**Requirement:**
Pull out every line of the records below that contains the word "snowy", matching its case exactly.

**Extracted data:**
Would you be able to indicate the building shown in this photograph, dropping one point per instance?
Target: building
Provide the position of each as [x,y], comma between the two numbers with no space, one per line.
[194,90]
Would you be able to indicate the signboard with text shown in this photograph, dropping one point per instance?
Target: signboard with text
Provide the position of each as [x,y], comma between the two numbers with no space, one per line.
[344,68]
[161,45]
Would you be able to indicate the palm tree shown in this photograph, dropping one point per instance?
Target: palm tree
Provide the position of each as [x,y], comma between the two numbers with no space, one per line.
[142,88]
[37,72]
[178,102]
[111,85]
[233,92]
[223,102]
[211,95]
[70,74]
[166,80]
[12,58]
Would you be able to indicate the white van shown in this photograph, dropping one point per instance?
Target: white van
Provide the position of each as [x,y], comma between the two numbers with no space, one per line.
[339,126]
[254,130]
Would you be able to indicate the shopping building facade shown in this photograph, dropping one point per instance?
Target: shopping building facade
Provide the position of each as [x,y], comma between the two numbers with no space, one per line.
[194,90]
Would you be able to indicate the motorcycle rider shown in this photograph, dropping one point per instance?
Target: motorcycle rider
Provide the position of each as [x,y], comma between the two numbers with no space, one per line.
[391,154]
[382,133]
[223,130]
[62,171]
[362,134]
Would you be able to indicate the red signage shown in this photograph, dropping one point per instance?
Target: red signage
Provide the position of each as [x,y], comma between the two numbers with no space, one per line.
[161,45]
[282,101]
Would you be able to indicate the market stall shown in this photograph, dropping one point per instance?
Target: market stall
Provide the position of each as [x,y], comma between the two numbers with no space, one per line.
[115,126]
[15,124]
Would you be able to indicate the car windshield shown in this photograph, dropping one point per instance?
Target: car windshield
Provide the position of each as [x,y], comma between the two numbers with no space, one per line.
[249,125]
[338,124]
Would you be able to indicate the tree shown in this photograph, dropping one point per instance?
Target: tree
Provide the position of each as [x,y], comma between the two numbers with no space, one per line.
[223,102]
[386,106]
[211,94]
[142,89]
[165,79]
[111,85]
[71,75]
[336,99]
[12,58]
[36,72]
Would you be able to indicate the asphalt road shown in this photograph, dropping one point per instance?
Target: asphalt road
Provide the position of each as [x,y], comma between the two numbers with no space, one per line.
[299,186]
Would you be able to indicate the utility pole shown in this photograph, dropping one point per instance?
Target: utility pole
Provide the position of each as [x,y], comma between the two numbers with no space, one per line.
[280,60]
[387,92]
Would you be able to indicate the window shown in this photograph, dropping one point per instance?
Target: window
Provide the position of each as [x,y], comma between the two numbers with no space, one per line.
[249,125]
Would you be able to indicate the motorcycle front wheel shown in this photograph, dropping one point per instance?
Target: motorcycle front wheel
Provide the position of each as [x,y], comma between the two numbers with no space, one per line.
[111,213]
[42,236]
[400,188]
...
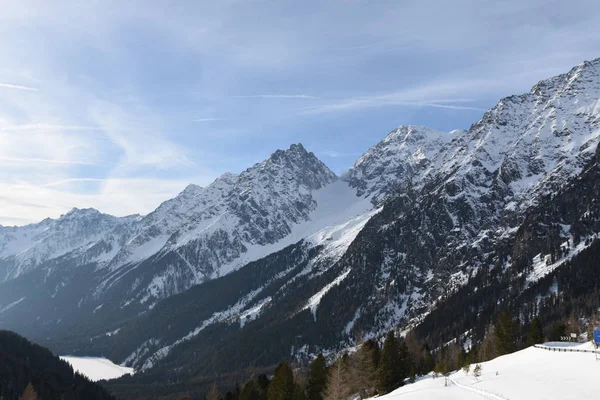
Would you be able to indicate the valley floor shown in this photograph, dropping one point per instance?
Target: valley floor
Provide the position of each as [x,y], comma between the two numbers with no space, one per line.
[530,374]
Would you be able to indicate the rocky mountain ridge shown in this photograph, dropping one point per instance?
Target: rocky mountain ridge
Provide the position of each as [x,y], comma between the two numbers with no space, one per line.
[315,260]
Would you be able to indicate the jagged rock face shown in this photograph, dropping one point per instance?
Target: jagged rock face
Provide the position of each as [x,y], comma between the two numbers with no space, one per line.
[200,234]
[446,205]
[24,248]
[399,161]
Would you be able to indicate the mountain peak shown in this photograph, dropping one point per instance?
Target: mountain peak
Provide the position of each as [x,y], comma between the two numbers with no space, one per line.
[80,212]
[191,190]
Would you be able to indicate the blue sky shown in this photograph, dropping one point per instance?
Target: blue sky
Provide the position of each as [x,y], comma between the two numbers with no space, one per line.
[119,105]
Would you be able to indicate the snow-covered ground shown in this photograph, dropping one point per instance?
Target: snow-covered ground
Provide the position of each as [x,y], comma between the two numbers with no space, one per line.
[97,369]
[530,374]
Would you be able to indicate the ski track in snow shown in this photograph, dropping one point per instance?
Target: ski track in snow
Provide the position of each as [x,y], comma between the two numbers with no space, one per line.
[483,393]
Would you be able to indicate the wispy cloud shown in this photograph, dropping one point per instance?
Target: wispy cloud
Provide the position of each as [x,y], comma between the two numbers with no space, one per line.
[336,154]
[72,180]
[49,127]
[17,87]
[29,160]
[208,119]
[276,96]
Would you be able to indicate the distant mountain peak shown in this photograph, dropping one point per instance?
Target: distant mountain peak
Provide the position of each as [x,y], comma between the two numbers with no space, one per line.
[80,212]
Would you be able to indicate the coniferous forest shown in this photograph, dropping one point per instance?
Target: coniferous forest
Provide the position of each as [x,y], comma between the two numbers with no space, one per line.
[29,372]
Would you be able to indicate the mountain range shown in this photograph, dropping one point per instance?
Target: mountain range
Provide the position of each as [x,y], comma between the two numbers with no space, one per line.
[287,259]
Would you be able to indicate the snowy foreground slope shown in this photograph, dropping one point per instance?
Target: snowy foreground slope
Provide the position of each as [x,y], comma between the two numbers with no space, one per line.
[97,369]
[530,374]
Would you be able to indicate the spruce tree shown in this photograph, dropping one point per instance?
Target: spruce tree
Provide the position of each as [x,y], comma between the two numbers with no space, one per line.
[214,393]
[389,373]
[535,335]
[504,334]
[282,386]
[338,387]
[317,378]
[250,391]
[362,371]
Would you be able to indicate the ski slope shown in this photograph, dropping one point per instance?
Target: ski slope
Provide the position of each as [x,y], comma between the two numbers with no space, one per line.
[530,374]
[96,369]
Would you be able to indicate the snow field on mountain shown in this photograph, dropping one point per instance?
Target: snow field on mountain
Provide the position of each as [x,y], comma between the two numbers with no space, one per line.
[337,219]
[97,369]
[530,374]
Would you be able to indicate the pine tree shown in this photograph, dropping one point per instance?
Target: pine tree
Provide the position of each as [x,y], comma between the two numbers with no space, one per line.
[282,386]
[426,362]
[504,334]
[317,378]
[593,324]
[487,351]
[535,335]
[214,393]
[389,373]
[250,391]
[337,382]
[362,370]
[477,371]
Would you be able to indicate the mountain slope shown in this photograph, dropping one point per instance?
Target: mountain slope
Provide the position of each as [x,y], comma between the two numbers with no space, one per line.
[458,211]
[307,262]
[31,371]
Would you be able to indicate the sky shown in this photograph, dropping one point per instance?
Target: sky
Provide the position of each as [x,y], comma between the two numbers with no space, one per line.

**Result for this exercise:**
Would you be able to indicate the snowy foreground slope shown in this photograph, dropping one point per instance?
Target: snowy foreground slope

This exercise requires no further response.